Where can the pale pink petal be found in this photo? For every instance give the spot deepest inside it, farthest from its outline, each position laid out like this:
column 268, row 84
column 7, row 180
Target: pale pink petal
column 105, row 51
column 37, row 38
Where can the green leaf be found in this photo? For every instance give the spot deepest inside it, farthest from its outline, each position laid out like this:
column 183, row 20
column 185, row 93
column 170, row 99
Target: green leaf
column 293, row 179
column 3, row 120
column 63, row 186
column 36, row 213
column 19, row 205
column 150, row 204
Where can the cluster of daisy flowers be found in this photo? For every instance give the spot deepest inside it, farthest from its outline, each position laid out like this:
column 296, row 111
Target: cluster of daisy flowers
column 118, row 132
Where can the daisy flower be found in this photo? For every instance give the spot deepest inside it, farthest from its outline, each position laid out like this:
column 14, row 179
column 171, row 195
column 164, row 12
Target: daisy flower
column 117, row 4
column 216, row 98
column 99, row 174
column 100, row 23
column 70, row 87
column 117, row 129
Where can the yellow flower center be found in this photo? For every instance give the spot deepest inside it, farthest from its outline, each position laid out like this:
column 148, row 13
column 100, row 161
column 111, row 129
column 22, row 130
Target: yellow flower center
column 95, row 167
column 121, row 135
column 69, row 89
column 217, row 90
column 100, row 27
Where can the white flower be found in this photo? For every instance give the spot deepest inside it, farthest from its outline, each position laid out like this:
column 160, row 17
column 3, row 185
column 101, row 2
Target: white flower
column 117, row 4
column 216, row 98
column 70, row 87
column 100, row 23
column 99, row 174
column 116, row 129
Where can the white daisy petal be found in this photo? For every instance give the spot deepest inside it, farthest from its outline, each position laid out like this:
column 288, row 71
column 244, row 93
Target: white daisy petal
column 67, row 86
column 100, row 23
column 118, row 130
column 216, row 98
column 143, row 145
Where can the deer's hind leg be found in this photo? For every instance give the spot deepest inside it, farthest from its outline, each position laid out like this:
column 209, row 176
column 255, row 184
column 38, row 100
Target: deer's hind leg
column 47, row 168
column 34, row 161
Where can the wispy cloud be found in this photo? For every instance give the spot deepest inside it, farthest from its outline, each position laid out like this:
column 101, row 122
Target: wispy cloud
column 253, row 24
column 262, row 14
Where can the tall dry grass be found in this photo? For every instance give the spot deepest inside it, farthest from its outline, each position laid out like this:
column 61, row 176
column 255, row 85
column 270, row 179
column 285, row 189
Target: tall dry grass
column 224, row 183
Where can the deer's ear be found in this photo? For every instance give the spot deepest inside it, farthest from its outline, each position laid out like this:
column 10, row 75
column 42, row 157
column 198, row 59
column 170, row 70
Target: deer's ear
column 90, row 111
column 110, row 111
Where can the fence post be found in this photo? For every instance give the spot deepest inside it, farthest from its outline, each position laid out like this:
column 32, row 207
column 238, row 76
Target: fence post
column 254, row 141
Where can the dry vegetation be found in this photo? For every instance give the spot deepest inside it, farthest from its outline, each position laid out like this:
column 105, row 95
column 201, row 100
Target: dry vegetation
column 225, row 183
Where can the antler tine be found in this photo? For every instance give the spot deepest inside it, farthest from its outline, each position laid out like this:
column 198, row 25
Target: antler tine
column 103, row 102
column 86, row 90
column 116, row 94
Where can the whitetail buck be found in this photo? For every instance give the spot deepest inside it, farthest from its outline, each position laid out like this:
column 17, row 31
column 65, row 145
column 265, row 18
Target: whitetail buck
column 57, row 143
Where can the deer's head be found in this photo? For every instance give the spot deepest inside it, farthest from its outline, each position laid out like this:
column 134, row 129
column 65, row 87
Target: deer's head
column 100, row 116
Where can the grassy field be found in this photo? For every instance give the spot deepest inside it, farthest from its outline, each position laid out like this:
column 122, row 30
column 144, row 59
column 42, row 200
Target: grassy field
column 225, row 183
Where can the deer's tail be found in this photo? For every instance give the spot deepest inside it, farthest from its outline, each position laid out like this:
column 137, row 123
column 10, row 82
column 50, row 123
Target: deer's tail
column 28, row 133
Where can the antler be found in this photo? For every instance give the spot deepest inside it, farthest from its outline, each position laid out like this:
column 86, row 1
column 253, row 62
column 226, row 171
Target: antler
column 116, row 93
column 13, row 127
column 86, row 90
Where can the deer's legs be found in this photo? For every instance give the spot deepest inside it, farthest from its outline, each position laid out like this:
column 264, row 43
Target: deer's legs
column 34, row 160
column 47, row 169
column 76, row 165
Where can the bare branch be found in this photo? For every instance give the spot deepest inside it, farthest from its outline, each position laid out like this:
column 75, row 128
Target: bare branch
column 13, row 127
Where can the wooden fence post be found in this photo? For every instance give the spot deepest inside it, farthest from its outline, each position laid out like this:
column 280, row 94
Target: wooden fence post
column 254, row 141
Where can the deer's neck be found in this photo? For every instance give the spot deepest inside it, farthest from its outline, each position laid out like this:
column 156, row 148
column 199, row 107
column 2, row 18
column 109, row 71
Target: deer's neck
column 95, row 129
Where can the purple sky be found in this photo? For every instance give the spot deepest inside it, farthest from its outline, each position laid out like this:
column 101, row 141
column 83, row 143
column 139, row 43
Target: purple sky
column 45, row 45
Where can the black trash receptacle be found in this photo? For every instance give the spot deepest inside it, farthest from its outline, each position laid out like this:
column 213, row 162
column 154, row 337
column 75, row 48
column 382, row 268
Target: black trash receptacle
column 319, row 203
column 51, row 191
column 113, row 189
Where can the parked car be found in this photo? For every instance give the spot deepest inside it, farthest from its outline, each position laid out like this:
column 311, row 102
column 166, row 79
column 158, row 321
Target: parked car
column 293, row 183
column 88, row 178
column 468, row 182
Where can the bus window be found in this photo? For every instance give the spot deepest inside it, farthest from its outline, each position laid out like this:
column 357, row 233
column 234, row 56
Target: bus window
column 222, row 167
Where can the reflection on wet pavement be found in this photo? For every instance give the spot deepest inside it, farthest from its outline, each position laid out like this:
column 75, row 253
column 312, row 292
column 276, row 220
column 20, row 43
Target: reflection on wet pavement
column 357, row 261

───

What to produce:
The answer must be every record above, repeated exactly as written.

Result for this exercise:
Where can the pale pink petal be found in this photo? For every instance give the spot deepest inside it, farthest from its outline, each position laid out like this:
column 268, row 84
column 7, row 180
Target: pale pink petal
column 105, row 51
column 37, row 38
Where can the green leaf be found in this photo? For every instance give the spot deepest inside it, farthest from its outline, each position laid out like this:
column 183, row 20
column 185, row 93
column 170, row 99
Target: green leaf
column 293, row 179
column 3, row 120
column 63, row 186
column 36, row 213
column 19, row 205
column 150, row 204
Where can the cluster of daisy flowers be found in this photo? For every instance give the spot deepest inside it, farthest from its outline, each position laid out like this:
column 296, row 111
Target: cluster of daisy flowers
column 118, row 132
Where can the daisy flower be found in this photo? For every instance give the spot deepest inside it, farthest from its outline, each position laid out like this:
column 14, row 179
column 171, row 195
column 164, row 12
Target: daisy flower
column 117, row 4
column 216, row 98
column 99, row 174
column 100, row 23
column 70, row 87
column 117, row 129
Where can the yellow flower center be found in this photo? For every instance give the spot deepest inside it, farthest from its outline, each position laid out like this:
column 148, row 13
column 100, row 161
column 111, row 129
column 22, row 130
Target: yellow flower center
column 95, row 167
column 121, row 135
column 69, row 89
column 217, row 90
column 100, row 27
Where can the white flower be found in this photo? For every instance give the spot deepest inside it, farthest from its outline, each position laid out like this:
column 160, row 17
column 3, row 185
column 101, row 2
Target: white flower
column 117, row 4
column 216, row 98
column 70, row 87
column 100, row 23
column 99, row 174
column 116, row 129
Where can the white daisy petal be found in this photo? For every instance give the spot deepest inside it, farthest from its outline, each position laid out like this:
column 288, row 71
column 244, row 93
Target: white daisy petal
column 67, row 86
column 100, row 23
column 118, row 130
column 216, row 98
column 143, row 145
Where can the deer's hind leg be found in this photo? For every instance give the spot deepest inside it, farthest from its outline, each position laid out like this:
column 209, row 176
column 255, row 184
column 38, row 100
Target: deer's hind leg
column 47, row 168
column 34, row 161
Where can the wispy cloud be found in this photo? For every instance give the spot deepest inside it, farthest from its outline, each position laid out like this:
column 101, row 122
Target: wispy cloud
column 253, row 24
column 262, row 14
Where can the tall dry grass be found in this photo? For every instance give the spot deepest inside it, farthest from its outline, each position laid out like this:
column 61, row 176
column 255, row 85
column 270, row 179
column 285, row 189
Target: tall dry grass
column 224, row 183
Where can the deer's ear be found in this photo? For every instance give the spot deepest inside it, farthest from its outline, each position laid out like this:
column 10, row 75
column 42, row 157
column 198, row 59
column 170, row 70
Target: deer's ear
column 90, row 111
column 110, row 111
Where can the fence post be found in this photo? For every instance give the spot deepest inside it, farthest from its outline, each position laid out like this:
column 32, row 207
column 238, row 76
Target: fence post
column 254, row 141
Where can the dry vegetation be found in this photo? For every instance give the spot deepest inside it, farthest from its outline, each position laid out like this:
column 105, row 95
column 201, row 100
Target: dry vegetation
column 225, row 183
Where can the antler tine be found in this photo? For every instance give the spot deepest inside it, farthest from its outline, each position laid out like this:
column 198, row 25
Target: antler tine
column 103, row 102
column 86, row 90
column 116, row 94
Where can the whitetail buck be found in this photo? For every instance give the spot deepest inside it, farthest from its outline, each position laid out like this:
column 17, row 31
column 65, row 145
column 265, row 18
Target: whitetail buck
column 57, row 143
Where can the deer's head be found in this photo? For every instance give the spot deepest inside it, farthest from its outline, each position laid out like this:
column 134, row 129
column 65, row 87
Target: deer's head
column 100, row 116
Where can the grassy field be found in this photo? For every instance give the spot deepest inside it, farthest from its outline, each position laid out like this:
column 122, row 30
column 144, row 59
column 42, row 200
Target: grassy field
column 225, row 183
Where can the deer's tail be found in this photo? For every instance give the spot deepest inside it, farthest from its outline, each position laid out like this:
column 137, row 123
column 10, row 82
column 50, row 123
Target: deer's tail
column 28, row 133
Where can the antler be found in this photo? For every instance give the spot deepest inside it, farthest from its outline, each position laid out like this:
column 86, row 1
column 253, row 62
column 226, row 171
Target: antler
column 116, row 93
column 13, row 127
column 86, row 90
Where can the deer's legs be found in this photo? For every instance give the spot deepest inside it, farthest from its outline, each position laid out like this:
column 264, row 43
Target: deer's legs
column 34, row 160
column 47, row 169
column 76, row 165
Where can the bare branch be found in this photo? For every instance give the spot deepest inside it, farthest from its outline, each position laid out like this:
column 75, row 128
Target: bare branch
column 13, row 127
Where can the wooden fence post be found in this photo? For every instance give the spot deepest inside it, farthest from its outline, each position laid out like this:
column 280, row 94
Target: wooden fence post
column 254, row 141
Where can the deer's neck be found in this photo? For every instance give the spot deepest inside it, farthest from its outline, each position laid out like this:
column 156, row 148
column 199, row 107
column 2, row 18
column 109, row 71
Target: deer's neck
column 95, row 129
Where can the purple sky be found in this photo? For every instance give the spot deepest inside it, farthest from its outline, each position laid out like this:
column 101, row 141
column 83, row 143
column 139, row 43
Target: purple sky
column 45, row 45
Where can the black trash receptacle be found in this photo? For every instance give the spot deepest inside it, farthest from its outline, each position laid out like this:
column 213, row 162
column 154, row 337
column 75, row 48
column 382, row 268
Target: black trash receptacle
column 319, row 203
column 51, row 191
column 113, row 189
Where can the parked car be found in this photo? For every instance give the spot deepest inside it, farthest from its outline, each position laid out like this:
column 311, row 102
column 166, row 79
column 158, row 321
Target: parked car
column 293, row 183
column 88, row 178
column 468, row 182
Where can the bus window be found in this photo? For every instance give the spot deepest inside it, farthest from its outline, each position laid out like this:
column 357, row 233
column 234, row 56
Target: bus window
column 222, row 167
Where can the reflection on wet pavement be found in this photo? For every instance give the spot deepest inside it, farthest from its outline, each position laid out like this:
column 75, row 253
column 312, row 292
column 276, row 220
column 20, row 43
Target: reflection on wet pavement
column 357, row 261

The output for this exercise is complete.